Dataset excerpts on object pointing:
========================================================================

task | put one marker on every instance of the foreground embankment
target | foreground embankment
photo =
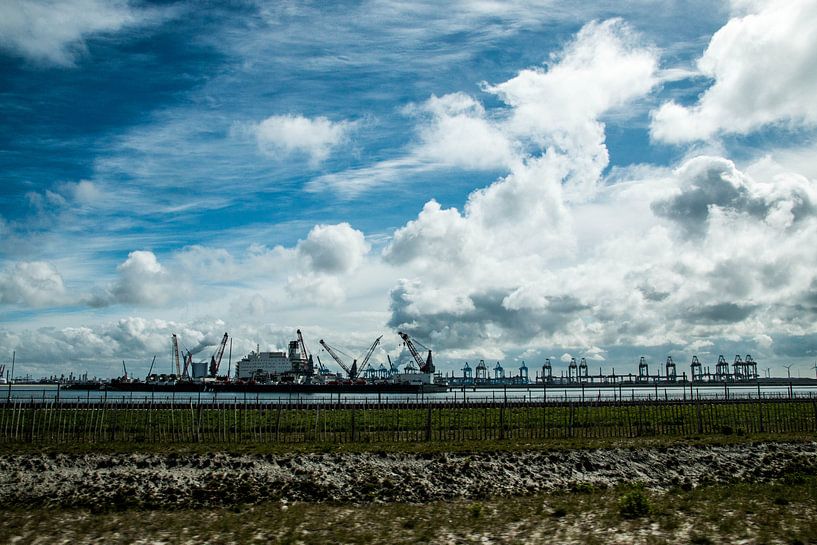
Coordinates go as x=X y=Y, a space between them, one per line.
x=174 y=480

========================================================================

■ YOUR TASK ■
Write out every line of the data above again, adding 23 to each x and y coordinate in the answers. Leave the pictures out.

■ FINAL RESULT ■
task | put one marker on every instance of the foreground embankment
target | foreground embankment
photo =
Coordinates go as x=X y=Y, a space between them, one per line.
x=197 y=503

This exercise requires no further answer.